■ **Exercise task A**
Quote the arborist sales thread from "The most successful" through "a reassuring smile.".
■ **Exercise task B**
Answer these questions using the arborist sales thread:
(i) Which three companies does the opening post name as industry leaders?
(ii) How many years of field experience does the last post say a salesman needs at minimum?
(iii) In the last post, what test must the company's salesmen pass first?
--- START OF Provided text ---
# NE Arborist Sales Position?



## Treehugger07 (Aug 26, 2007)

Hello people:
What is the quickest way for an arborist to obtain a sales position with an industry leader(Davey,Bartlett,Care of Tree)? How long can one expect to train for the position? What can a successful sales arborist bring in annually? How does earning potential vary between West and East coast? Does any one company offer a greater potential for success over the others?:biggrinbounce2:


----------



## NYCHA FORESTER (Aug 27, 2007)

Treehugger07 said:


> Hello people:
> What is the quickest way for an arborist to obtain a sales position with an industry leader(Davey,Bartlett,Care of Tree)? How long can one expect to train for the position? What can a successful sales arborist bring in annually? How does earning potential vary between West and East coast? Does any one company offer a greater potential for success over the others?:biggrinbounce2:




The most successful Salesman are the ones that sell in the most affluent areas, work the longest hours (everyday), and are the most crooked. 

Yes, Yes, Yes, they claim to be honest and look out for their clients best interest.... as long as it involves putting money in the Co.s pocket too.
By the time they get threw with them their trees look like spider webs (from all the cables and "Lightning Protection", their is not one viable leaf between the Main Stem and the beginning of the crown and the closes body of water is green from all the nitrogen they have been pumping into the ground.

It has absolutely nothing to do with knowledge of trees... just buzz words and a reassuring smile.

Sorry to sound so pessimistic :biggrinbounce2:


----------



## woodville (Aug 27, 2007)

Just call 1-800-sellmysoul, or log on to ISOLDMYSOUL.COM, or better yet sacrifice a bunch of kittens down at the nearest cross road at midnight while playing Black Sabbath back wards. Really it's just timing and being in the right place at the right time. Any of the large company's will tell you that you don't need to know allot about arboriculture you just have to know how to sell, end of story. All of the large company's follow the same set of sales aptitude test and questionnaires to see if you fit the profile. Do a little research on what areas have the highest per capita income or property values and start their. All of the larger company's advertise for sales openings when thay come up but I recommend calling both corporate headquarters and regional offices to see if thay have any openings that might be coming up. Usually thay grind new sales reps to hamburger right quick until thay find a "winner" so odds are if thay just filled a position it might open up again shortly.


----------



## Thillmaine (Aug 27, 2007)

*At least 3 yrs exp in the field*

I would say first of all you need at least 3 years in the field to be a salesman with some sort of competence regarding horticulture, etc.. All of our salesman must first pass the ISA test to become a salesman. Sure sometimes they have us doing some things that are pretty stpuipid, but you have to figure the general public is pretty stupid when it comes to trees so I cant get mad about it. I would say similar to what NYCHA forester says. YOu need to conform to clients schedules and work in affluent areas. Many of our affluent clients dont ge tout of work until late and then expecrt you to be at their house waiting when they get home. We have on salesman who has over 1000 clients in one town. Hs is not a bad guy, I actually like him the best out of all of our salesman. He was a sick climber in his day and just tranmsitioned smoothly into sales. I think it takes patience and experience... MOre the patience then anything.. SOmetimes I hear people talking to the salesman and I am like ":wow if I wad to talk to this woman Iw ould probably stangle her." We arent a big name like davey or anything but I think that my ocmpany is pretty well known in our particular area...


----------
--- END OF Provided text ---
--- START OF Data records ---
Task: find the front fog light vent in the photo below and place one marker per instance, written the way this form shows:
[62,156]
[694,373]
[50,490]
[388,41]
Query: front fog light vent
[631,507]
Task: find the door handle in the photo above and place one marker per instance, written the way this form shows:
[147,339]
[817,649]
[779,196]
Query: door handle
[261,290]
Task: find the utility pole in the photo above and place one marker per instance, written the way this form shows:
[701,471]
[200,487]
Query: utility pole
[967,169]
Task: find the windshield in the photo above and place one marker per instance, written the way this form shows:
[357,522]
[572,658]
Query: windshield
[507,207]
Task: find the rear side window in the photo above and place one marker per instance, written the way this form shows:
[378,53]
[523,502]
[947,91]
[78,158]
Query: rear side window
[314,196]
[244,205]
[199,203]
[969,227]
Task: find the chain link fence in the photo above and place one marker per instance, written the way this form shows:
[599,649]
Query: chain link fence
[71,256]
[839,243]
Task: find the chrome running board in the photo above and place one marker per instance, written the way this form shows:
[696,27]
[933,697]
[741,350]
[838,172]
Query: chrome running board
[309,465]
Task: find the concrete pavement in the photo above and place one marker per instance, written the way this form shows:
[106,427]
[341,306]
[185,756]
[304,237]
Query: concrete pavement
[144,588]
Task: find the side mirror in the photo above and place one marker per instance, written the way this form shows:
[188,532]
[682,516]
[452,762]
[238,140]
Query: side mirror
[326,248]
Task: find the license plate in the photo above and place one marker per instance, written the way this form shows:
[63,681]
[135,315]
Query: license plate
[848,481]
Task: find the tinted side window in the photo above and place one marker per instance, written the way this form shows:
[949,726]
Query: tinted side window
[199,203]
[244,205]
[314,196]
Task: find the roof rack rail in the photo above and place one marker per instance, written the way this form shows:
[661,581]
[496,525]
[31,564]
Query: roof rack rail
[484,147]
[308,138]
--- END OF Data records ---
■ **Expected output A**
The most successful Salesman are the ones that sell in the most affluent areas, work the longest hours (everyday), and are the most crooked. 

Yes, Yes, Yes, they claim to be honest and look out for their clients best interest.... as long as it involves putting money in the Co.s pocket too.
By the time they get threw with them their trees look like spider webs (from all the cables and "Lightning Protection", their is not one viable leaf between the Main Stem and the beginning of the crown and the closes body of water is green from all the nitrogen they have been pumping into the ground.

It has absolutely nothing to do with knowledge of trees... just buzz words and a reassuring smile.

■ **Expected output B**
(i) Davey, Bartlett and Care of Tree.
(ii) At least 3 years.
(iii) The ISA test.